Find how many lines of the following entries contain "metal". Reply with the number alone.

(Point-per-instance localization data)
· · · · · · ·

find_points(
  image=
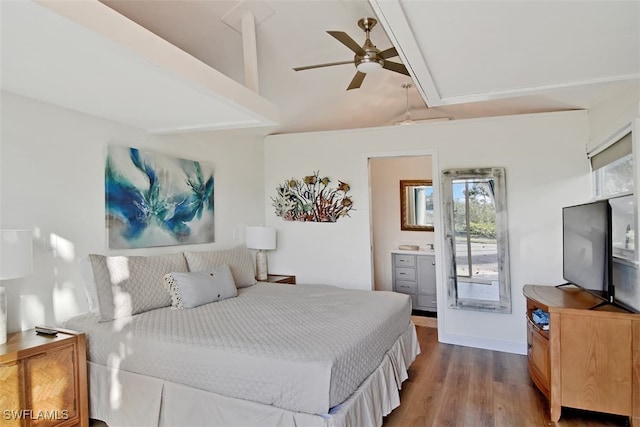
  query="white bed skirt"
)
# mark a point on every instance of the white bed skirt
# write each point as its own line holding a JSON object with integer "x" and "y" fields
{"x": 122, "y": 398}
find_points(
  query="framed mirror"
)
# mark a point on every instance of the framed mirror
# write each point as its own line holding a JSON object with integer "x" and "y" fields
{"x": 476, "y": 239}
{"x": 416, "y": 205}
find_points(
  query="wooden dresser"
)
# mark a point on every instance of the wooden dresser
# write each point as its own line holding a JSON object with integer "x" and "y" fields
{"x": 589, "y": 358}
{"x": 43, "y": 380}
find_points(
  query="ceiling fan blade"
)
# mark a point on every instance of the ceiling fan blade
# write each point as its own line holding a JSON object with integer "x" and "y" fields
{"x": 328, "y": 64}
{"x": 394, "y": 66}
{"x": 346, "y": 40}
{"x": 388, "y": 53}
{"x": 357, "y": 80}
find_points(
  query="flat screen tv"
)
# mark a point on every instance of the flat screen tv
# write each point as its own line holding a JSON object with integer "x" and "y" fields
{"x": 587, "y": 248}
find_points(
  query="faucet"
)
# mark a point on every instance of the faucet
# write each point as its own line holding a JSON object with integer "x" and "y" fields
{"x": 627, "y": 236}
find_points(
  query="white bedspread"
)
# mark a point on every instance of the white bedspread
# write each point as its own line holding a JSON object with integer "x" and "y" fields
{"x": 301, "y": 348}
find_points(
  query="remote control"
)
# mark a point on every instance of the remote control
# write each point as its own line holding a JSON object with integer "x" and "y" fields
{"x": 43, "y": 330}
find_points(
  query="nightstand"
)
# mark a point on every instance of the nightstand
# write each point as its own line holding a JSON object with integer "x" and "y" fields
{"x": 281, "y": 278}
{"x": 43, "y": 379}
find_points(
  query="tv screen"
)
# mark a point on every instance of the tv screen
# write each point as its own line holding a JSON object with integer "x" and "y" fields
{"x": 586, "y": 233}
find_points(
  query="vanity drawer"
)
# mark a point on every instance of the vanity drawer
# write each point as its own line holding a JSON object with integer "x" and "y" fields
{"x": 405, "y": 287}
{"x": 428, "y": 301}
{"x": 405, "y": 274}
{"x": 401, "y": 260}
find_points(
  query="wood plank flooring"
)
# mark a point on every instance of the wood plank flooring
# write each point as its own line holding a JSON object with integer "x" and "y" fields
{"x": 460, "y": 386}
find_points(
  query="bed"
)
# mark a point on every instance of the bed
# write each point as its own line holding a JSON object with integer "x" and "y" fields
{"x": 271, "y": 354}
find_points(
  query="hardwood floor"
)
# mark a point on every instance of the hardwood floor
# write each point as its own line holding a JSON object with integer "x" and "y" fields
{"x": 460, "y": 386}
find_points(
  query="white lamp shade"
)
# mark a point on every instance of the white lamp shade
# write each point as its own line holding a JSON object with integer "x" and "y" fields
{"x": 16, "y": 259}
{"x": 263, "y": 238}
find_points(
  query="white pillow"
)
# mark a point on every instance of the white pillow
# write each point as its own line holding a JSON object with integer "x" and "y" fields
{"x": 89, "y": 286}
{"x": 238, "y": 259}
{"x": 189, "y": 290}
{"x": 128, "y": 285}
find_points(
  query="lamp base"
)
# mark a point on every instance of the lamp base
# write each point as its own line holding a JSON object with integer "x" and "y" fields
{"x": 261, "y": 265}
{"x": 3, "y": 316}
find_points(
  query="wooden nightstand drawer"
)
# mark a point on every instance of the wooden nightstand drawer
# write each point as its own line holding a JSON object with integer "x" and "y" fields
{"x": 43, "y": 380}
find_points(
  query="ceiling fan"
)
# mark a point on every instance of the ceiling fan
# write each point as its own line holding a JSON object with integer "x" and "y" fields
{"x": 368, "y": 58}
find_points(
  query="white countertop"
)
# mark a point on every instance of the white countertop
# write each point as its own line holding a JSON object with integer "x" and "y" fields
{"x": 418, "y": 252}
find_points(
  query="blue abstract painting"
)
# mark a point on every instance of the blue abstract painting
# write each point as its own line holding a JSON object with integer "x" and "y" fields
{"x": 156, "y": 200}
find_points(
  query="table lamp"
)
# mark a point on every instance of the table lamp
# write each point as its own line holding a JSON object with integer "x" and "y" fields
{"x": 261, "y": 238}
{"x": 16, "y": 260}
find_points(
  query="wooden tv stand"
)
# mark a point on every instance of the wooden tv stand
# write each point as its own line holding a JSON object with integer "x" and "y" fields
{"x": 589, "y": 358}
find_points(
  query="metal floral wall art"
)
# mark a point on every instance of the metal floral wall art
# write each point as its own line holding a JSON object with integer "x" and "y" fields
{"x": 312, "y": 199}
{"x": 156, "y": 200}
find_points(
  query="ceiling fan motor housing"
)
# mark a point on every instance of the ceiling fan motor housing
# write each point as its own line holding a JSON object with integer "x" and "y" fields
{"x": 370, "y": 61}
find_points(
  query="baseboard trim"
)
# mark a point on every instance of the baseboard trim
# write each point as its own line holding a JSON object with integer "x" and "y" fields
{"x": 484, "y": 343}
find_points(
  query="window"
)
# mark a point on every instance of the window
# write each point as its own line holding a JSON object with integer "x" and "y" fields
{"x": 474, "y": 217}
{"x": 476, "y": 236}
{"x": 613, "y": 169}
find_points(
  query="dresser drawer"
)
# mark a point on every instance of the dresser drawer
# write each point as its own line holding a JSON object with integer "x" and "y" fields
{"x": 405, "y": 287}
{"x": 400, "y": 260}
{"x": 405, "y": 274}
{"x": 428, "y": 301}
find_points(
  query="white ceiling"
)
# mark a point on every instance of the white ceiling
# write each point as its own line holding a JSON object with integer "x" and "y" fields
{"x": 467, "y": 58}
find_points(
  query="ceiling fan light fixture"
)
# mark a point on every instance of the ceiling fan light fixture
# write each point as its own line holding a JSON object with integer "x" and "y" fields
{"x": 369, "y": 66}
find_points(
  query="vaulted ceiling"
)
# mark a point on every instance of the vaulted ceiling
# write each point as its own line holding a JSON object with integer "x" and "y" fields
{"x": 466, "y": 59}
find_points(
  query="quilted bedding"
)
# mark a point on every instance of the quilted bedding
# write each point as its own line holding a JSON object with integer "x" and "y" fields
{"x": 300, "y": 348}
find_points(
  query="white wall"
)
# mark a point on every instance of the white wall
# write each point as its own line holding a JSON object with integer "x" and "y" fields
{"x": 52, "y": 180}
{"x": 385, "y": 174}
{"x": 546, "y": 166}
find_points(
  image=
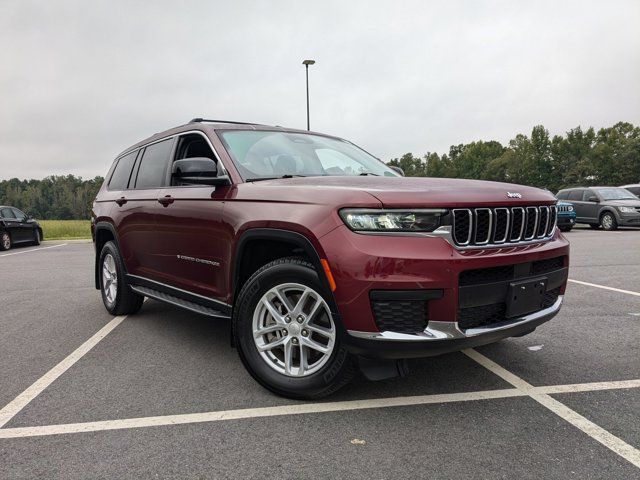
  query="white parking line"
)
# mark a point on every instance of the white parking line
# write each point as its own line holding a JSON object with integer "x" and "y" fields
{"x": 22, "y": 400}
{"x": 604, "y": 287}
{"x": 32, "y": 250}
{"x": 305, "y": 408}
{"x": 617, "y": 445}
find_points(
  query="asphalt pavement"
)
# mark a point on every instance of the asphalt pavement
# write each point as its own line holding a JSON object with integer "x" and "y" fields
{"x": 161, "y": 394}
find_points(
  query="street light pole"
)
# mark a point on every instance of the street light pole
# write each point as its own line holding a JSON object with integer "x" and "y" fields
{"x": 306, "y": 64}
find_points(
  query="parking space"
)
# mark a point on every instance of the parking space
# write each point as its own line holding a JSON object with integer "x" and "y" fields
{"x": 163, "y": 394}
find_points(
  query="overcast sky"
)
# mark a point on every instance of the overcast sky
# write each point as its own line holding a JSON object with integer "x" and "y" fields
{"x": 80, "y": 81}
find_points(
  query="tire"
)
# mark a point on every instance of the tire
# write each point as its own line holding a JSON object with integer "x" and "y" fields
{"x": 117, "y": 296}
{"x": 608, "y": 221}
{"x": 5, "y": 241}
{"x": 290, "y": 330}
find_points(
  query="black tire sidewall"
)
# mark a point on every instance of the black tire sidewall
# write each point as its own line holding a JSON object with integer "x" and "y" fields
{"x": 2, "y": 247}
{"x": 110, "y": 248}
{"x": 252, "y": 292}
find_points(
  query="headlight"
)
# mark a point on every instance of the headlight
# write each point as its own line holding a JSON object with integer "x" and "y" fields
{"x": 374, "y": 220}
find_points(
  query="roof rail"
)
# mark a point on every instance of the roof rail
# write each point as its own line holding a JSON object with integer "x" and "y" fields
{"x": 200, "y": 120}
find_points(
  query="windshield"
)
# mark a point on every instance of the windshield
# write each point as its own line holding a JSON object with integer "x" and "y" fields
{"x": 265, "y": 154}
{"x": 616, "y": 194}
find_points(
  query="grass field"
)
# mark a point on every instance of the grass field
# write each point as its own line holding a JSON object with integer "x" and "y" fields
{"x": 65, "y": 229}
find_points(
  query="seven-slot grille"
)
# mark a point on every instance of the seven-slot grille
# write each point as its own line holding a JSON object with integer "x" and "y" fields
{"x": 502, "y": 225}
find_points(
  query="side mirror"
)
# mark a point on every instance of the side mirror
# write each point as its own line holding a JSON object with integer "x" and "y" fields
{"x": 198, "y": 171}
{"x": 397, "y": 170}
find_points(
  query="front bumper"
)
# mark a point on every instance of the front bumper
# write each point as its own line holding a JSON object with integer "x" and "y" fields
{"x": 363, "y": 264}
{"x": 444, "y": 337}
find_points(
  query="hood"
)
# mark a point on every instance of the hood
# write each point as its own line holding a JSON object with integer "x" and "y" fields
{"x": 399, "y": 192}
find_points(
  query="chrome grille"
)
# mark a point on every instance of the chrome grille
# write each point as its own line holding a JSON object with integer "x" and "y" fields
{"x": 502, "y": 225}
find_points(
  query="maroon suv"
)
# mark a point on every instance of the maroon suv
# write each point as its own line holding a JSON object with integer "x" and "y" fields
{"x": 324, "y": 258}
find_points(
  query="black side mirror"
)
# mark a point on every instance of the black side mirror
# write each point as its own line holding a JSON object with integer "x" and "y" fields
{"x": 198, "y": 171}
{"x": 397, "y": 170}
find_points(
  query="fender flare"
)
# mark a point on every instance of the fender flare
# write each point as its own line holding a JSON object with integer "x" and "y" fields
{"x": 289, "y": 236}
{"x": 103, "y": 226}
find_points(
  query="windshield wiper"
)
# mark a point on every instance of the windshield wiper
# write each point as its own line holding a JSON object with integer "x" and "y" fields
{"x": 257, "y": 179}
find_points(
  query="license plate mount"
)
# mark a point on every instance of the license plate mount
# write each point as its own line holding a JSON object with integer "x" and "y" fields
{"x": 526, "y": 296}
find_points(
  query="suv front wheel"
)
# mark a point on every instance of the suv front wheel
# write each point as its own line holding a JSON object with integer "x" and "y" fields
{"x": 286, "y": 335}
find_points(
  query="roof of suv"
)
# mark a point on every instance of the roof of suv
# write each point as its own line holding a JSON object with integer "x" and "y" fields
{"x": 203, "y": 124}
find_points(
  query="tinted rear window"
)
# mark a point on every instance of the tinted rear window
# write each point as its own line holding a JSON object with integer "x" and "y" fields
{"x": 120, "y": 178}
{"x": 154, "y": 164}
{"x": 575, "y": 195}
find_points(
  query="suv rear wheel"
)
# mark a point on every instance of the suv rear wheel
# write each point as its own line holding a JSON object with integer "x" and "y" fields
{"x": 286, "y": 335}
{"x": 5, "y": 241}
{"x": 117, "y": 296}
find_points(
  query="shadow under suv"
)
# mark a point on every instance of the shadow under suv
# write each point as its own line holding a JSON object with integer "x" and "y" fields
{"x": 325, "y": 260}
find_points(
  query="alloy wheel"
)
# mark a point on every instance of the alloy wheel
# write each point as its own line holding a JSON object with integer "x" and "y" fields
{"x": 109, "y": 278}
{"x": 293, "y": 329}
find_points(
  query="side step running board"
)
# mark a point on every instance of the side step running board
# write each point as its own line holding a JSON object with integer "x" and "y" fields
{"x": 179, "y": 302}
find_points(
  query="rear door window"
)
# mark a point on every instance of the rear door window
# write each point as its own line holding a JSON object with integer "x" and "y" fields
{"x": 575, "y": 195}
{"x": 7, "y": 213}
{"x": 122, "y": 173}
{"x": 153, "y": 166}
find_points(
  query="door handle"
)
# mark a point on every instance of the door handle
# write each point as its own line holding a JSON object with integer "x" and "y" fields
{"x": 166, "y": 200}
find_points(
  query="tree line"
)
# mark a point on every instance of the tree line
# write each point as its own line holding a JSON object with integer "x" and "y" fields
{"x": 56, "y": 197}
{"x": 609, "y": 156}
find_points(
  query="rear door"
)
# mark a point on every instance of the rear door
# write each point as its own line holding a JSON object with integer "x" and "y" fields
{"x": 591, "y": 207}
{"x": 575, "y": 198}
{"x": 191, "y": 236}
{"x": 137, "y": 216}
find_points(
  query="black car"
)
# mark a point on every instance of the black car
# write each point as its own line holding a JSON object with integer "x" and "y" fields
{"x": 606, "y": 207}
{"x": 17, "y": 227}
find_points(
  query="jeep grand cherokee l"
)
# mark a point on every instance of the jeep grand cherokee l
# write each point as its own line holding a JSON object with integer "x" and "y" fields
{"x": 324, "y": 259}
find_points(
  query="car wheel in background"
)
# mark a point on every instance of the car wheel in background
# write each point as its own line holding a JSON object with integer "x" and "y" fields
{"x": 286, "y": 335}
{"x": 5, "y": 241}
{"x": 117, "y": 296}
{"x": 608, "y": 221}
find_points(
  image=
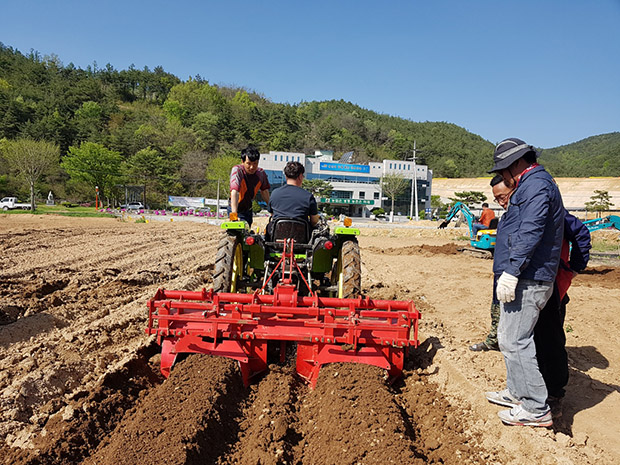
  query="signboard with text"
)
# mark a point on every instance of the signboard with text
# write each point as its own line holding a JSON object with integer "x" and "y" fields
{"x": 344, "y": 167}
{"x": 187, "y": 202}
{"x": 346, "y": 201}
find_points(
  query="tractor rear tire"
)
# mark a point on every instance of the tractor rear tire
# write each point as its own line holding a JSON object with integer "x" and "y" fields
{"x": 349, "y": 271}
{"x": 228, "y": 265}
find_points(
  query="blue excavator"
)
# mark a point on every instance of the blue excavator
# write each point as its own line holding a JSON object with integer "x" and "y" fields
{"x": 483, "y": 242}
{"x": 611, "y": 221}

· · · · · · ·

→ Result below
2